ABOUT THIS EXERCISE >> Scan the listing below and copy each line holding the word "test".
========================
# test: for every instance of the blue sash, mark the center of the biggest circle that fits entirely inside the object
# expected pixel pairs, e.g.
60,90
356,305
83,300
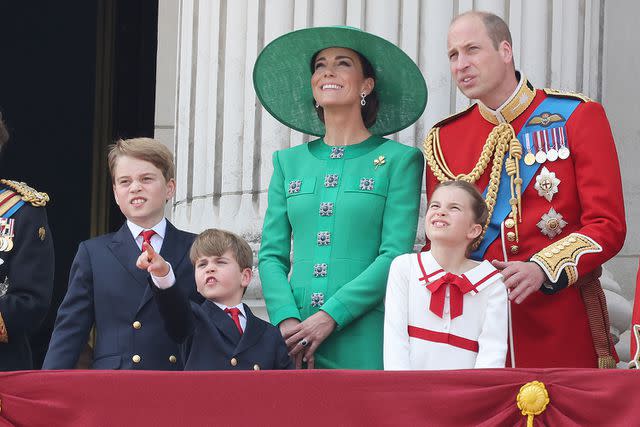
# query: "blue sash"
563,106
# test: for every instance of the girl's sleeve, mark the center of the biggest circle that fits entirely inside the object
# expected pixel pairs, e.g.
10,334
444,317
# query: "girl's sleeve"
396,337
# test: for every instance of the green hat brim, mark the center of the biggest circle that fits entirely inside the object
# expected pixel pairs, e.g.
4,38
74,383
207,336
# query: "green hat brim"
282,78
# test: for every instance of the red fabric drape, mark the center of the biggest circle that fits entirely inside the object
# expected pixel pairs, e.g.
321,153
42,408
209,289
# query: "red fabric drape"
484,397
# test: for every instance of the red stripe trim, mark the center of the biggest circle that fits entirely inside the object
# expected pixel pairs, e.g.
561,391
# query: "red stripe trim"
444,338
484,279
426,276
========================
EXERCISE SOLUTION >>
# test: for every instance of the blue sash, mark the center of the biggest circle that fits entirely inside the object
# test: for every instance of the girl's sleeve, mark the center of the biggest circle that fits entirely inside the object
# test: for every instance of the green hat brim, mark the center of the biggest circle that fits entirely inside the object
# test: for every instance of the red fabric drape, mark the center of the biggest circle that fits entirely inside the object
# test: for every instance of the red stripe trim, mark the center of the biggest circle that fits entirely inside the object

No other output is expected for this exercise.